=== SOURCE DOCUMENT ===
+++

Your baby lost weight in the first few days (as he got rid of the dark-coloured poop called meconium that was previously in his gut). Now he will start gaining. Between 140-250 grams (five and eight ounces) each week is typical. That means he is getting plenty of milk - one worry you can cross off your list! In between weight checks, just watch to be sure he has at least six heavy wet diapers and at least three poopy diapers every 24 hours. See How to Know Your Baby is Getting Enough Milk.
If your baby is not gaining weight as expected after day four, talk to your doctor or midwife. There are things you can do to help your baby get more milk at the breast.
Does your baby cry a lot in the evenings? Many mothers find their babies are extra-fussy in the evening hours. If you can, just relax on the couch or in a rocking chair and let your baby nurse as much as he wants.
Worried that something you are eating or drinking is bothering your baby? Most babies aren’t bothered by anything their mothers eat or drink, but some are. You could talk to a La Leche League Leader or an International Board Certified Lactation Consultant (IBCLC) about this if you think it is a problem for your baby.
In the first two months
Many babies have “growth spurts” or “frequency days” as they grow. This happens around three weeks and six weeks. You’ll notice that suddenly your usually happy baby will start to cry a lot and want to nurse much more often – sometimes all day long! This is normal. Usually, after two or three days, your baby goes back to his previous pattern of breastfeeding and seems more content. Those days of frequent feedings have boosted your milk supply to meet his needs. See Growth Spurts and Frequent-Feeding Days.
Why Not use Formula?
What else could it be?
Babies cry for many reasons. However, when they are being held, they cry much less. Babies are all different: some are more sensitive and intense than others. One baby might not wake up if a dog barks; while another will wake up crying and keep crying. Crying is the loudest way your baby can communicate. She’s not trying to drive you crazy or manipulate you; she’s trying to let you know “something is wrong!”
How do you know what’s wrong? Sometimes your baby cries because she wants to be close to you, hear your voice, and feel your warmth, just as she did before she was born. Over time, you’ll get to know your baby and understand her unique cries and signals.
Some things to try
- Offer the breast, even if your baby nursed a short time ago. He may just need a little dessert! Even if he is not very hungry, breastfeeding might calm him.
- Hold him close to you. Consider undressing him so that you can be skin to skin. That contact often helps the baby stop crying. See Skin-to-Skin Care for more information.
- Take a walk with him. Babies love to move, and they love the rhythm of an adult walking. Use a wrap or soft baby carrier if you have one, or just carry him as you stroll around your kitchen or around the block. You can also rock in a rocking chair.
- Talk or sing to her. Your baby has been listening to your voice for months before she was born, and she loves the sound of it.
- Take a bath together. If your baby is feeling tense, snuggling with you in warm water might just be the relaxation she needs. A helper can place the baby in your arms once you’re in the water.
- If nothing is working, try offering the breast again. She might be ready to latch on and nurse a bit more now.
A helping hand
Sometimes all you can do for your baby is to be there while he cries. He will be reassured by your touch and closeness, even if he continues to cry. If your baby cries a lot, and you are getting frustrated, ask someone to help you out. Perhaps your partner or a friend or family member can hold or carry the baby while you have a break. See How Partners and Supporters Can Help for more ideas.
Here’s the good news: even babies who cry a lot tend to cry less and less as they reach two or three months of age. Your love and support will help him learn that the world is a caring place and that he can trust you to be there for him.

+++

=== RAW DATA ===
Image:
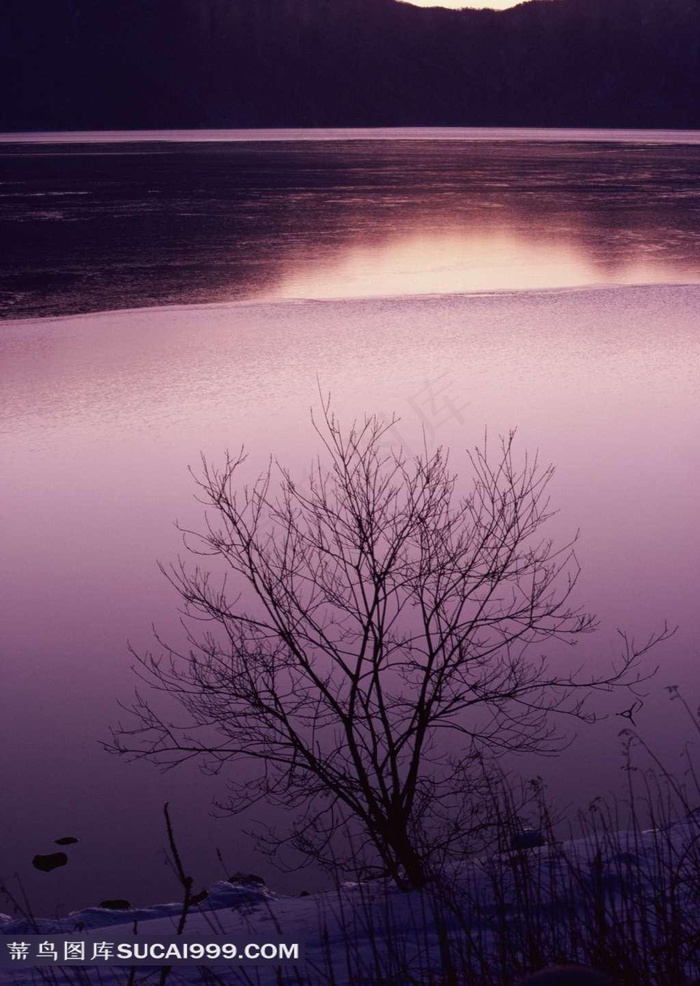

+++

=== REQUIRED WORK ===
Reproduce everything from "How do you know" down to "might calm him." in the article on newborn feeding and crying, with "warmth" switched to "heartbeat".

=== PROBLEM SOLUTION ===
How do you know what’s wrong? Sometimes your baby cries because she wants to be close to you, hear your voice, and feel your heartbeat, just as she did before she was born. Over time, you’ll get to know your baby and understand her unique cries and signals.
Some things to try
- Offer the breast, even if your baby nursed a short time ago. He may just need a little dessert! Even if he is not very hungry, breastfeeding might calm him.